## Texte à lire
Publié le 20/06/2017

Face à des conditions de travail très dégradées et le refus de dialogue social de la direction, des militantes qui ont quitté la CGT après les manifestations anti-loi Travail ont trouvé à la CFDT une écoute, un appui, un soutien qu’elles reproduisent auprès des salariées. Récit.

« Nos conditions de travail sont déplorables. Il n’y a aucun dialogue social. La direction ne respecte ni la convention collective ni le code du travail. » C’est l’effrayant constat que dresse Éliane Varloteau, secrétaire de la section CFDT de Facilavie. Cette association d’aide et de services à domicile emploie 436 salariées –  surtout des femmes en situation de monoparentalité, un seul homme à l’effectif – dans le Cher. « Les salariées sont envoyées d’un bout à l’autre du département. Mais comme la direction ne rembourse que les premières 30 minutes de trajet, elle en minimise systématiquement les temps. » Cette politique de réduction des coûts se fait au détriment des conditions de travail des salariées et de prise en charge des bénéficiaires : le temps de trajet supplémentaire non pris en compte dans le planning est de fait pris sur les temps de pause ou d’interventions, déjà intenables.

## Exercice court A
Combien de lignes des enregistrements contiennent la chaîne « siding » ? Indiquez uniquement ce nombre.

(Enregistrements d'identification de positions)
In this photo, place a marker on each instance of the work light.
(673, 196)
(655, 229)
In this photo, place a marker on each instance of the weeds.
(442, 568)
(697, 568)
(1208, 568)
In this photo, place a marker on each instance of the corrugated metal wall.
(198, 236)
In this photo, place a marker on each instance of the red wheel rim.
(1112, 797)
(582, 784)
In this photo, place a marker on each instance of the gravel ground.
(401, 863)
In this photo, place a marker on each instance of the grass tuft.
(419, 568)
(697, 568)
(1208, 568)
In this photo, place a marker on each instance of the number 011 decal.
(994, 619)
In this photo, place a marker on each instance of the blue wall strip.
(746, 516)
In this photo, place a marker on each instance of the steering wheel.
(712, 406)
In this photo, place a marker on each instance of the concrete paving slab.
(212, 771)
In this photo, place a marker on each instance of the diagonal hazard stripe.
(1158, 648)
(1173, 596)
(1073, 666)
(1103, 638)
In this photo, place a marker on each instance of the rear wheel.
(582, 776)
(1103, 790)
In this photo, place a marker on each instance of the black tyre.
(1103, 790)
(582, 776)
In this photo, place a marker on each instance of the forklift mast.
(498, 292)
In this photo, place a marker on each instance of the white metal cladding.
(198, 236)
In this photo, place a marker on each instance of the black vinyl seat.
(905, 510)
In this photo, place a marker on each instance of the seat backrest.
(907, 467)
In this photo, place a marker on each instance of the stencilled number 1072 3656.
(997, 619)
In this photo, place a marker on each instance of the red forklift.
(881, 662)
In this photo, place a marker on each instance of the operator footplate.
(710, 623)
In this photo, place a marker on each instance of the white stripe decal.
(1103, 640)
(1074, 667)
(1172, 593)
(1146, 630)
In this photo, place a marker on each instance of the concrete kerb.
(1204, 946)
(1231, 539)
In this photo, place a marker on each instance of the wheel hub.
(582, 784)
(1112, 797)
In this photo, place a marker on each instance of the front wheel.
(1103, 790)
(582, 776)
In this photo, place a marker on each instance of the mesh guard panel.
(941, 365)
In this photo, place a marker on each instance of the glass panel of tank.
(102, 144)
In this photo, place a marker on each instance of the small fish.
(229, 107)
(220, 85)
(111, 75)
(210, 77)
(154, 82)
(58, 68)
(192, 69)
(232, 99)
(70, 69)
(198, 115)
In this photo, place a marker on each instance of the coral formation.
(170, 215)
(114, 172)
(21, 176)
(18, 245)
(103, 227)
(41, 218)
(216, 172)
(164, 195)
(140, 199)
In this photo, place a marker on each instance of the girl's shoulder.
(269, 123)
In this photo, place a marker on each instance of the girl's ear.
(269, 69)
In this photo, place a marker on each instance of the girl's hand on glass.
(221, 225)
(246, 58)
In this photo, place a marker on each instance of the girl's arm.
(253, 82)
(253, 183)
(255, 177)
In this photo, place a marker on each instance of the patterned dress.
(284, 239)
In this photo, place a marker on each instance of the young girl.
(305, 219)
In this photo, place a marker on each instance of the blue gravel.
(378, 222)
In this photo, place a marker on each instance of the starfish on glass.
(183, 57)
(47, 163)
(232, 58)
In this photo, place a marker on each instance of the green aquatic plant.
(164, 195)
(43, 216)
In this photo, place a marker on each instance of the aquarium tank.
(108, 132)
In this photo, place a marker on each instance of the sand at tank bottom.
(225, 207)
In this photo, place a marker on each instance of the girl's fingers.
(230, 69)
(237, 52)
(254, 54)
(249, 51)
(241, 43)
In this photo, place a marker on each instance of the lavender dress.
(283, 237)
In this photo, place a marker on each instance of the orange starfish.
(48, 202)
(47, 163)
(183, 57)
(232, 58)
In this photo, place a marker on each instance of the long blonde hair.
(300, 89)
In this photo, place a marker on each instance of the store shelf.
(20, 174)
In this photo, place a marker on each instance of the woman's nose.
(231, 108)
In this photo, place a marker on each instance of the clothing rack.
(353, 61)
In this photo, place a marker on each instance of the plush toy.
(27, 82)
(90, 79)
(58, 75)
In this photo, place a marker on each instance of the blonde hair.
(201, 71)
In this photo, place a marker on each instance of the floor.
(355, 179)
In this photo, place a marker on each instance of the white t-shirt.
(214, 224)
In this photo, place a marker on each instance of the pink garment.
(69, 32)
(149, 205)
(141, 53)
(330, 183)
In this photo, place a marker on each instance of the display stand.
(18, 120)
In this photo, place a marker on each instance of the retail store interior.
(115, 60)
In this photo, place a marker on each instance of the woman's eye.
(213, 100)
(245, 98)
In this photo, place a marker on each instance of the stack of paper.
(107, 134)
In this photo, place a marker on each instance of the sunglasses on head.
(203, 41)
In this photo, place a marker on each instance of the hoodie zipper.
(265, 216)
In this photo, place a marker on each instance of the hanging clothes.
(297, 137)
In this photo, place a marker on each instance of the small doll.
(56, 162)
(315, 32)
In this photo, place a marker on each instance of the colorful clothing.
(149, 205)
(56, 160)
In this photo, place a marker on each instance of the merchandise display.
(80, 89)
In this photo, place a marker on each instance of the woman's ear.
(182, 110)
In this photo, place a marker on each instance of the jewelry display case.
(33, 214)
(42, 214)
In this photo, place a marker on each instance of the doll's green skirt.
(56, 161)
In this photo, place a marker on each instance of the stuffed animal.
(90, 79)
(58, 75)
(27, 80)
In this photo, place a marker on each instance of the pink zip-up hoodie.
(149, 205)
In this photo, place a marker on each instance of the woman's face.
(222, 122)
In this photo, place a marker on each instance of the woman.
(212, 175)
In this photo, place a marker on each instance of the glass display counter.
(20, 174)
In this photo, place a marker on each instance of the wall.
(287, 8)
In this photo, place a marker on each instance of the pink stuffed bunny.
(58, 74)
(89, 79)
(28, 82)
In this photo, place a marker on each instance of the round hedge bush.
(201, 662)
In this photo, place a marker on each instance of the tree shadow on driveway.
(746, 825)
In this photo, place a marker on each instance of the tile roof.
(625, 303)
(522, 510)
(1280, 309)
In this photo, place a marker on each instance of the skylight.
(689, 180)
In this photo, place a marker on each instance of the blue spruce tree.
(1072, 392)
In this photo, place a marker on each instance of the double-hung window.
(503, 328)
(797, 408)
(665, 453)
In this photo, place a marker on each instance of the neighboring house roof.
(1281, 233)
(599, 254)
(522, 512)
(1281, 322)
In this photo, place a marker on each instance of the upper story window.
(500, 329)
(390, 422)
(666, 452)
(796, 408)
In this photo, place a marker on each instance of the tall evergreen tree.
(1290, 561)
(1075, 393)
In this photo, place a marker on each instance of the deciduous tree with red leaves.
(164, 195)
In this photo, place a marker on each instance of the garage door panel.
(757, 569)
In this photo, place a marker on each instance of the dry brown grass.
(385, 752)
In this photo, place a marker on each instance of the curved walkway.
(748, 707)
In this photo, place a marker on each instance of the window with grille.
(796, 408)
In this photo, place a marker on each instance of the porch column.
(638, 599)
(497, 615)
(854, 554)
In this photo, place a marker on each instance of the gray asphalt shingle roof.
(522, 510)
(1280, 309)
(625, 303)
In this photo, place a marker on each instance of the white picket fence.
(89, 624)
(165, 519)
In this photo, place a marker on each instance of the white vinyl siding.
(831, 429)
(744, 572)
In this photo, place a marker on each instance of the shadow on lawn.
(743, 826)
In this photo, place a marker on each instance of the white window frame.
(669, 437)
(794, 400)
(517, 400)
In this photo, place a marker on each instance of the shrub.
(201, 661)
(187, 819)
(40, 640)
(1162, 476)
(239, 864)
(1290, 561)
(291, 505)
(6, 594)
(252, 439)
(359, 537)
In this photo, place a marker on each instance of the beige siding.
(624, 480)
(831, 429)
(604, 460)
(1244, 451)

## Exercice court B
Répondez brièvement aux questions suivantes à partir du texte sur la section CFDT de Facilavie.
(i) Quelle fonction Éliane Varloteau occupe-t-elle ?
(ii) Combien de salariées l'association emploie-t-elle ?
(iii) Quelle part du temps de trajet la direction rembourse-t-elle ?

## Réponse A
2

## Réponse B
(i) Secrétaire de la section CFDT de Facilavie.
(ii) 436 salariées.
(iii) Les 30 premières minutes de trajet seulement.